Page text.
____

Replanting, consolidation planters’ key focus


The plantation sector will also remain saddled with ongoing issues such as low yield, ageing trees, declining planted area and high unit cost, Maybank IB Research said.

PETALING JAYA: Disciplined replanting with higher yielding seeds, mechanisation and more consolidation such as merger and acquisition (M&A) will stay as the plantation industry’s key focus in the years to come, says Maybank Investment Bank (Maybank IB) Research.

The sector will also remain saddled with ongoing issues such as low yield, ageing trees, declining planted area and high unit cost, it noted

According to Maybank IB Research, its plantation stocks “buy” calls are Genting Plantations Bhd, Sarawak Oil Palms Bhd, Ta Ann Holdings Bhd, Bumitama Agri and First Resources Ltd.

In 2023, the crude palm oil (CPO) yield rose slightly year-on-year to 3.14 tonnes per ha on a better fresh fruit bunch (FFB) yield of 15.79 tonnes per ha and higher oil extraction rate (OER) of 19.86%.

The improved yield was mainly due to a better second half of last year as the labour situation gradually improved, said Maybank IB Research in its latest report yesterday.

Besides higher fertiliser and wage bills over the past two years, the low yields experienced by local planters have partly pushed up unit cost of production in the financial year 2022 (FY22) to FY23.

“By our estimate, Malaysian planters’ unit cost has jumped by 45% to an average of RM2,670 per tonne for the period of FY22 to FY23 compared to FY17 to FY21’s five-year average unit cost of RM1,843 per tonne.

“Nonetheless, we expect local planters’ unit cost to ease somewhat in FY24 on lower fertiliser prices and improving yields,” added the research house.

____

Available data.
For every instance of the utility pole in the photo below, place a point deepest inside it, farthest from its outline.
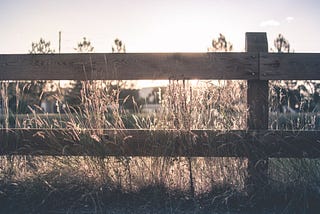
(59, 42)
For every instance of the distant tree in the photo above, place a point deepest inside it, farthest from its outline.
(84, 46)
(41, 47)
(292, 95)
(281, 44)
(73, 94)
(118, 46)
(220, 44)
(30, 93)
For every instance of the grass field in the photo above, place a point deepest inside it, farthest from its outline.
(45, 184)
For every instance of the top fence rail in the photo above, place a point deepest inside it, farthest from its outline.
(141, 66)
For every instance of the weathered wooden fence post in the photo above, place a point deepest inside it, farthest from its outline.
(257, 101)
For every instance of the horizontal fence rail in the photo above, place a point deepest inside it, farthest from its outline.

____

In two sentences, summarize the article on palm oil planters. The rows aren't needed for this.

Maybank IB Research says disciplined replanting with higher-yielding seeds, mechanization and consolidation such as mergers and acquisitions will remain the plantation industry's key focus, while the sector stays burdened by low yield, aging trees, declining planted area and high unit cost. It estimates that Malaysian planters' unit cost rose 45% to an average of RM2,670 per tonne in FY22 to FY23, and it expects that cost to ease somewhat in FY24 on lower fertilizer prices and improving yields.